Assignment:
Retype the entries below word for word, leaving none out.

Records from a dataset:
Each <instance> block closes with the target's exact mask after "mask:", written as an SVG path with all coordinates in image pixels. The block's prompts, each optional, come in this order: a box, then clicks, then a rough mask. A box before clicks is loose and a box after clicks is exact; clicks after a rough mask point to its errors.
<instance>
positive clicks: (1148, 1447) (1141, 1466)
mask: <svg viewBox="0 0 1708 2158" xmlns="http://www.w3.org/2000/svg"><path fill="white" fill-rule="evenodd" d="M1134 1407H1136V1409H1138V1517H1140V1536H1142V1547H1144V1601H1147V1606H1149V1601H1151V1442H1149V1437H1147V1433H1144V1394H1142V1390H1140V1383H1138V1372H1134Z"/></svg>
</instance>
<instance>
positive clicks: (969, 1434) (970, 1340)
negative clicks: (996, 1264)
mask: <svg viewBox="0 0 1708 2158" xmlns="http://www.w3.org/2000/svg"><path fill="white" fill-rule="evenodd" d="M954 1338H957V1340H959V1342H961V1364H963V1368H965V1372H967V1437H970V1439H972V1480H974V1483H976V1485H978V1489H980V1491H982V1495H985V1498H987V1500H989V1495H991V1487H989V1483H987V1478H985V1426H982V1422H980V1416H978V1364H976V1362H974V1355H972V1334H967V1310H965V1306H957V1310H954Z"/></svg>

Solution to the problem:
Each <instance> block closes with the target's exact mask after "mask:", written as an SVG path with all coordinates in image pixels. The block's prompts, each optional, come in this order: a box, then clicks, then a rough mask. A box before clicks is loose and a box after clicks is exact; clicks after a rough mask point to its errors.
<instance>
positive clicks: (1148, 1447) (1141, 1466)
mask: <svg viewBox="0 0 1708 2158" xmlns="http://www.w3.org/2000/svg"><path fill="white" fill-rule="evenodd" d="M1134 1407H1136V1409H1138V1517H1140V1536H1142V1547H1144V1601H1147V1606H1149V1601H1151V1442H1149V1437H1147V1433H1144V1394H1142V1390H1140V1383H1138V1372H1134Z"/></svg>
</instance>
<instance>
positive clicks: (969, 1434) (970, 1340)
negative clicks: (996, 1264)
mask: <svg viewBox="0 0 1708 2158" xmlns="http://www.w3.org/2000/svg"><path fill="white" fill-rule="evenodd" d="M954 1338H957V1340H959V1342H961V1364H963V1368H965V1372H967V1437H970V1439H972V1480H974V1483H976V1485H978V1489H980V1491H982V1495H985V1498H987V1500H989V1495H991V1487H989V1483H987V1478H985V1426H982V1422H980V1416H978V1364H976V1362H974V1355H972V1334H967V1310H965V1306H957V1310H954Z"/></svg>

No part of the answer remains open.